§ Exercise description: Rewrite the passage of the study on toddlers' joint engagement and theory of mind below that begins at the words "P Brooke Nelson" and stops after "of shared events.", with "false belief" changed to "false-belief".

§ Extract provided:
▶

Published in final edited form as: Dev Sci. 2008 Nov;11(6):847–852. doi: 10.1111/j.1467-7687.2008.00733.x

Toddlers’ Joint Engagement Experience Facilitates Preschoolers’ Acquisition of Theory of Mind

P Brooke Nelson 1, Lauren B Adamson 1, Roger Bakeman 1
PMCID: PMC2640940  NIHMSID: NIHMS90139  PMID: 19046153

Abstract

Forty-two children participated in a longitudinal study that investigated the relationship between their joint engagement experience when toddlers and their development of theory of mind when preschoolers. Controlling for language comprehension at 30-months, higher preschool false belief scores were associated with more time in coordinated joint engagement earlier (18–21 mo, β = .34) and in symbol-infused joint engagement later (27–30 mo, β = .35) in toddlerhood. Findings suggest that the early foundation of theory of mind development is laid as toddlers attend to both social-emotional and symbolic aspects of shared events.


Acquiring a theory of mind is fundamental to a child’s understanding the social world (Premack & Woodruff, 1978; Wellman, 1990) and to his or her ability to make sense of and predict others’ actions (Tager-Flusberg, Baron-Cohen, & Cohen, 1993; Wellman & Lagattuta, 2000). Passing false belief tasks has been broadly accepted as an indicator that a child has acquired a theory of mind, but this performance is best conceived as a culmination of a long and nuanced development path that begins years earlier during toddlers’ interactions with their caregivers (Bruner & Feldman, 1993).

Cross-sectional research has established many concurrent influences, such as presence of siblings, verbal IQ, and pretend play, on false belief task performance (Perner, Ruffman, & Leekam, 1994; Taylor & Carlson, 1997; Watson, Painter, & Bornstein, 2001). However, there have been remarkably few longitudinal investigations of early social experiences and later theory of mind acquisition. Nevertheless, there are provocative hints that what transpires during toddlers’ interactions may influence subsequent theory of mind development. For example, Charman et al. (2000) observed that joint attention behavior such as the alternation of gaze between a partner and an object in order to share the experience at 20-months predicted theory of mind performance at 44-months, although its small sample (n = 13) invites replication.

◀

§ Information shown:
▶

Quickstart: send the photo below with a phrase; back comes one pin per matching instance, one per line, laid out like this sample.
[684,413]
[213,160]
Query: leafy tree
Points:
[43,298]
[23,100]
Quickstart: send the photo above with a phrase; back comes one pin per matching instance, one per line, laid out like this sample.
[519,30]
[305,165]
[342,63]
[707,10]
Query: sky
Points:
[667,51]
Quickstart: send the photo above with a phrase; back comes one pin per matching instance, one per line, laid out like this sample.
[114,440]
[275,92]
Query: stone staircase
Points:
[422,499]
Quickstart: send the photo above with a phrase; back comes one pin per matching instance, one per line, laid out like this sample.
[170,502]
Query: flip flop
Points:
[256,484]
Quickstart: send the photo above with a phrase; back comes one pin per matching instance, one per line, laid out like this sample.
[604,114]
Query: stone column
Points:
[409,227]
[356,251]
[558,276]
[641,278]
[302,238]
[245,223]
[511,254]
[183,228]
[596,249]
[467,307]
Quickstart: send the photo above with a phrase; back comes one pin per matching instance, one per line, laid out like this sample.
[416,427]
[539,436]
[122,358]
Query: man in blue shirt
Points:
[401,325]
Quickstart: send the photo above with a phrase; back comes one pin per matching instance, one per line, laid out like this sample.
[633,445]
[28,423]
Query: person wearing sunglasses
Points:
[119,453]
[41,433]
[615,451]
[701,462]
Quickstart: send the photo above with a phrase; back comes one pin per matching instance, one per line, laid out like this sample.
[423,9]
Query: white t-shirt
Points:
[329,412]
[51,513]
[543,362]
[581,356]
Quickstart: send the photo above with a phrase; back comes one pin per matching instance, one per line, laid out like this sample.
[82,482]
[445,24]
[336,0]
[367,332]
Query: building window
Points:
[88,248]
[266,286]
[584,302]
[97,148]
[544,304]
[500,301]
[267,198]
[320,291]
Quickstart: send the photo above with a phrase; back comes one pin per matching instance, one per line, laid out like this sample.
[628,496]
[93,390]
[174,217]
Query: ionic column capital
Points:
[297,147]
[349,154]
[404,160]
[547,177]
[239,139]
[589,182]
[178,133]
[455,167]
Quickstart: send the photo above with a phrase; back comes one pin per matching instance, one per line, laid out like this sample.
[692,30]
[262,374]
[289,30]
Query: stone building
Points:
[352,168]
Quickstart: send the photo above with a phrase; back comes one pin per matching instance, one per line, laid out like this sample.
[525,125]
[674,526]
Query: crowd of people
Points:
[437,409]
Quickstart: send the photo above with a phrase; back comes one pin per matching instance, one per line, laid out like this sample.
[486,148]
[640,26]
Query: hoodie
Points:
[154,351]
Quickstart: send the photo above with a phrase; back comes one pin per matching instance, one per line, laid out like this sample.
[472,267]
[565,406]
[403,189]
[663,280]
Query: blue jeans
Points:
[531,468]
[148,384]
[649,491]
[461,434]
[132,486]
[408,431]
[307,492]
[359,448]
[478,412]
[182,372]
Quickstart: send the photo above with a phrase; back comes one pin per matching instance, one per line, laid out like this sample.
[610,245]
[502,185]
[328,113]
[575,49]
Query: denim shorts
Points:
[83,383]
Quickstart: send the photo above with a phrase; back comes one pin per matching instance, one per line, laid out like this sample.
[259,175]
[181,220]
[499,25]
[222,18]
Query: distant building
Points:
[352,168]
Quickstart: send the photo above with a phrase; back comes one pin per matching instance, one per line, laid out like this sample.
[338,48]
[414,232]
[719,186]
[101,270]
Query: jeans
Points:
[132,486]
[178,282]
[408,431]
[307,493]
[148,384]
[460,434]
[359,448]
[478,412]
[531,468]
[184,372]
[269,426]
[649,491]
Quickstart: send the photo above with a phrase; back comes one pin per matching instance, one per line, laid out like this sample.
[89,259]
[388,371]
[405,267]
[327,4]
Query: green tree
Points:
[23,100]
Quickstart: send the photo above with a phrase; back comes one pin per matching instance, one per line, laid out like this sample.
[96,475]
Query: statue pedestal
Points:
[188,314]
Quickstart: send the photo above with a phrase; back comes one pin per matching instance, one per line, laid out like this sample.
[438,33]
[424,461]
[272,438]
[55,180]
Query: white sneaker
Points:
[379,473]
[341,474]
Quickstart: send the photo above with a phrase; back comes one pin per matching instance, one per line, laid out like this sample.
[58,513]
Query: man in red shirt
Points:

◀

§ Result:
P Brooke Nelson 1, Lauren B Adamson 1, Roger Bakeman 1
PMCID: PMC2640940  NIHMSID: NIHMS90139  PMID: 19046153

Abstract

Forty-two children participated in a longitudinal study that investigated the relationship between their joint engagement experience when toddlers and their development of theory of mind when preschoolers. Controlling for language comprehension at 30-months, higher preschool false-belief scores were associated with more time in coordinated joint engagement earlier (18–21 mo, β = .34) and in symbol-infused joint engagement later (27–30 mo, β = .35) in toddlerhood. Findings suggest that the early foundation of theory of mind development is laid as toddlers attend to both social-emotional and symbolic aspects of shared events.